Rohe Datensätze
- - - - - - -
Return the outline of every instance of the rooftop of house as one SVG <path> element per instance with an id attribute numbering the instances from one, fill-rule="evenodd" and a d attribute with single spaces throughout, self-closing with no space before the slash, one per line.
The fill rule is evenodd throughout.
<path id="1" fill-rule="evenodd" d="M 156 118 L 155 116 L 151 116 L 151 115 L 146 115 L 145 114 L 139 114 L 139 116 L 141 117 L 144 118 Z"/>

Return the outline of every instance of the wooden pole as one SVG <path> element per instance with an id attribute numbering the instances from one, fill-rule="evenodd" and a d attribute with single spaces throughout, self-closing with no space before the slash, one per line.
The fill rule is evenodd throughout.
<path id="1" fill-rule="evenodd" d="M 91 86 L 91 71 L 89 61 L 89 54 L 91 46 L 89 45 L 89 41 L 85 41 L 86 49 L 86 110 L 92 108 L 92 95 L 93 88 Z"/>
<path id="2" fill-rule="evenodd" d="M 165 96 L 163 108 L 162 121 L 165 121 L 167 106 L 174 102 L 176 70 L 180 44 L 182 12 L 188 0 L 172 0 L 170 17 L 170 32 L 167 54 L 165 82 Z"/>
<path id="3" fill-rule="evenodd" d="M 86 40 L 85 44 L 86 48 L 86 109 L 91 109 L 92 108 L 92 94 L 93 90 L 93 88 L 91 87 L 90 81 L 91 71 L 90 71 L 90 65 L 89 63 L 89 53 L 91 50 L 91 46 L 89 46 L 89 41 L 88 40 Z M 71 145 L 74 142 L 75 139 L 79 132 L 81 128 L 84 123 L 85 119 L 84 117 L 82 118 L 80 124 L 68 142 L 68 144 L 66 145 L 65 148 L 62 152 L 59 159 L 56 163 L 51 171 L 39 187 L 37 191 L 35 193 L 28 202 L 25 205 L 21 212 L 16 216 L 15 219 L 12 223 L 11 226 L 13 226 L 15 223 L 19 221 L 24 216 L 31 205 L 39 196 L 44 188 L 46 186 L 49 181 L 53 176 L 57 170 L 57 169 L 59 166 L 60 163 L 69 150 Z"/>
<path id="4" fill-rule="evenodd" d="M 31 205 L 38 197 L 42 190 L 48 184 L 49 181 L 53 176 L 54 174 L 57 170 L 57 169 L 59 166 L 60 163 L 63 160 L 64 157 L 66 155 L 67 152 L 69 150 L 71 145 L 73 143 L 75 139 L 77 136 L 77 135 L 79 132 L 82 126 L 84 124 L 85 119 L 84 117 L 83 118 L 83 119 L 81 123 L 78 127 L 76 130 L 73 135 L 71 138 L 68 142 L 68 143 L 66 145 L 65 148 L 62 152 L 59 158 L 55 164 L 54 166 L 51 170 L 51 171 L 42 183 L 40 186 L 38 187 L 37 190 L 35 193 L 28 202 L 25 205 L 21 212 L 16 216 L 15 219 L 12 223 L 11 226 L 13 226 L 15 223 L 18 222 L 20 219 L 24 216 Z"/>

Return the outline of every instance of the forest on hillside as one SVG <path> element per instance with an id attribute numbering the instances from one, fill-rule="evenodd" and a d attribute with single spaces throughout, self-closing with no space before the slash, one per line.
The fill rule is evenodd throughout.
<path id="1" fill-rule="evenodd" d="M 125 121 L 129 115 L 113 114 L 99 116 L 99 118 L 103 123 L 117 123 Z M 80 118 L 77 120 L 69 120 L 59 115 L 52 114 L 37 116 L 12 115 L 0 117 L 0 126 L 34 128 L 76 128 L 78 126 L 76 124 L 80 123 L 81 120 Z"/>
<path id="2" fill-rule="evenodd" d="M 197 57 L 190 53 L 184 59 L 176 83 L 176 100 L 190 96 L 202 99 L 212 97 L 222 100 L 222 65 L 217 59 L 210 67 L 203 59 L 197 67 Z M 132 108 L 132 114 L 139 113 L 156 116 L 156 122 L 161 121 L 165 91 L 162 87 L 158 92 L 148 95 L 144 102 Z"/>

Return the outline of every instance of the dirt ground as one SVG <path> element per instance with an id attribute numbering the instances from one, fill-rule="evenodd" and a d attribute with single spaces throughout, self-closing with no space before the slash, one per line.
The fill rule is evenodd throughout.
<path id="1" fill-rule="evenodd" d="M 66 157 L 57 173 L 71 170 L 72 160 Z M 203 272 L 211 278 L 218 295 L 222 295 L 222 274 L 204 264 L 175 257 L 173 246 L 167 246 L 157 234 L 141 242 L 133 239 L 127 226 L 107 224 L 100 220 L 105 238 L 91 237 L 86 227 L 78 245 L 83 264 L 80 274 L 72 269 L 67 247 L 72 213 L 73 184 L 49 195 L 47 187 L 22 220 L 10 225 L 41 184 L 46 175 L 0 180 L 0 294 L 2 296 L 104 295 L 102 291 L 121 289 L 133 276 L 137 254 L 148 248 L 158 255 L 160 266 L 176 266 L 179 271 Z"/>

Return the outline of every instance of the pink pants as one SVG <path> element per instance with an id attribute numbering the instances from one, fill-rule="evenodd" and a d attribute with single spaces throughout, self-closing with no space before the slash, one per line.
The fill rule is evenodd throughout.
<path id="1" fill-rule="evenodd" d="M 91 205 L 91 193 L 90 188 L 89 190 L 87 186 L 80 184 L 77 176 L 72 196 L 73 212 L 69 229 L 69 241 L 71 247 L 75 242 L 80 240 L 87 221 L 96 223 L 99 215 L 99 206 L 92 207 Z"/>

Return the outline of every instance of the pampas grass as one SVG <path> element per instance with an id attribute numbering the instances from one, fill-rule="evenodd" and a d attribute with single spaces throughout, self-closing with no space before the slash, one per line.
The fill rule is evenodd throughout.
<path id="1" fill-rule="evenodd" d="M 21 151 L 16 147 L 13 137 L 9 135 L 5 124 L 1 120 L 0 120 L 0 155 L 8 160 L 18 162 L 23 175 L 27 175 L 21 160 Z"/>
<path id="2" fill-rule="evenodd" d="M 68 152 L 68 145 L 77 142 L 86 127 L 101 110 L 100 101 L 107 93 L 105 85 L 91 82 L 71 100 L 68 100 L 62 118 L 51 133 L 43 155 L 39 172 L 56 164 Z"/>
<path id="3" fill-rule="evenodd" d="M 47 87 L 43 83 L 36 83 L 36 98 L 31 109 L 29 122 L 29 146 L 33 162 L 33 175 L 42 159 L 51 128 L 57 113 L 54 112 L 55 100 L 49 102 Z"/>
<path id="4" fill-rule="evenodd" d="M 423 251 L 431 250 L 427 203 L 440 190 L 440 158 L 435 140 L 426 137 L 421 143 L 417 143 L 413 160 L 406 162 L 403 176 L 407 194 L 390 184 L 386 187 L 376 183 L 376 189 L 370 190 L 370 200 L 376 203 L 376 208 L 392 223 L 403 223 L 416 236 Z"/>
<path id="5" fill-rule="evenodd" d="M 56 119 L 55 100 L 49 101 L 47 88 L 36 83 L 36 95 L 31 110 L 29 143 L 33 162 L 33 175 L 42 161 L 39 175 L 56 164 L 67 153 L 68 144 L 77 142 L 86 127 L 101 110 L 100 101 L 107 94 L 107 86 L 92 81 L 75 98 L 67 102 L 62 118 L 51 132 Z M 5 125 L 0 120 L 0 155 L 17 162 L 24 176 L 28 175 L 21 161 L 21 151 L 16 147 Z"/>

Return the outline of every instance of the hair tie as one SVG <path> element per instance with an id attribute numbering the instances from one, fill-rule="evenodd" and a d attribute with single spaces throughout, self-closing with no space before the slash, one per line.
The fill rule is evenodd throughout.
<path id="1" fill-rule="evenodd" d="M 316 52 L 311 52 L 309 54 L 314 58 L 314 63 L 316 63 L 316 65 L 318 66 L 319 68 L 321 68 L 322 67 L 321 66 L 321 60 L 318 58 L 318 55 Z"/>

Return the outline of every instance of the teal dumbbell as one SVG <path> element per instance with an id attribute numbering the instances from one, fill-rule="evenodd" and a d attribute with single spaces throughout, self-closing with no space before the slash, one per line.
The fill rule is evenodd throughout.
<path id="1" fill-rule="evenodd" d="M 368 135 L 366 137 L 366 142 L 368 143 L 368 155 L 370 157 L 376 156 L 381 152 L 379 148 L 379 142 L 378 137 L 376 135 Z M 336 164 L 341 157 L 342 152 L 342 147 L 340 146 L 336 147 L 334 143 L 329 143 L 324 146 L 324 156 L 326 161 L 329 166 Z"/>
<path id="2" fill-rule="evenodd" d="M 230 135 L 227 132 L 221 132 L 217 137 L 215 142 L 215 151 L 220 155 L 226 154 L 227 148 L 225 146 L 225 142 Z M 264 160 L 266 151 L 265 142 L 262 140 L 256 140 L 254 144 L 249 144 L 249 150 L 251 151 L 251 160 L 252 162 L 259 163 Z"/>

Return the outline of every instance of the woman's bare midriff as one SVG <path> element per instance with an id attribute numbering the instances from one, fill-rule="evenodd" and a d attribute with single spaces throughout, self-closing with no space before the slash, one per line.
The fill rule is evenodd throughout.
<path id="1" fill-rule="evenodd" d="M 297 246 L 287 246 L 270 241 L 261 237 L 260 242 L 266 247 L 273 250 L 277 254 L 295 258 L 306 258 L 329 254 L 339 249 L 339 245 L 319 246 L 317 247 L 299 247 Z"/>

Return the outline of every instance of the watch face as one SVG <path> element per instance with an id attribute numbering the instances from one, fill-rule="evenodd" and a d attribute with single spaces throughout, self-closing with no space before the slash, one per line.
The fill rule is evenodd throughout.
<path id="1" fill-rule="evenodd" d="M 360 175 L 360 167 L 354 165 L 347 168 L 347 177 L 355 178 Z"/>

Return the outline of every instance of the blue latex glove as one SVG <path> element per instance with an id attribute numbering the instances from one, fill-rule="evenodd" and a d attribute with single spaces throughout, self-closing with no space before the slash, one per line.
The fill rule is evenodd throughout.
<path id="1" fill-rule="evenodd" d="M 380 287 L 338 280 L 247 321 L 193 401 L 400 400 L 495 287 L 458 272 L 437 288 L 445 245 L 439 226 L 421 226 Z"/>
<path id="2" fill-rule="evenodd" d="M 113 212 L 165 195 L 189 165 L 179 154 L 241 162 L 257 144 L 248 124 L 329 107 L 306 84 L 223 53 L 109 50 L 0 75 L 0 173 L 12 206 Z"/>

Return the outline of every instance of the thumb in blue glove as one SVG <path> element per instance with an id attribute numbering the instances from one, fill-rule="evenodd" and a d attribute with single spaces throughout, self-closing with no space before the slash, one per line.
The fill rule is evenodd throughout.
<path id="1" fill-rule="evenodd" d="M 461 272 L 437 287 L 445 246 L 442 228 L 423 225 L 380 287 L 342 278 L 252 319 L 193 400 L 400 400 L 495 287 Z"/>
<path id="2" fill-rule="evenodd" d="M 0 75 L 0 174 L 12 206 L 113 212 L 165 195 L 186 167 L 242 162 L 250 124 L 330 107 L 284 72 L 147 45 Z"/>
- - - - - - -
Kurze Aufgabe
Gib bitte die Zeilen ab der Zeile mit „Return the outline of every instance of the wooden“ bis zur Zeile mit „49 L 86 110“, beide eingeschlossen, unverändert aus.

Lösung
Return the outline of every instance of the wooden pole as one SVG <path> element per instance with an id attribute numbering the instances from one, fill-rule="evenodd" and a d attribute with single spaces throughout, self-closing with no space before the slash, one per line.
The fill rule is evenodd throughout.
<path id="1" fill-rule="evenodd" d="M 91 86 L 91 71 L 89 61 L 89 54 L 91 46 L 89 45 L 89 41 L 85 41 L 86 49 L 86 110 L 92 108 L 92 95 L 93 88 Z"/>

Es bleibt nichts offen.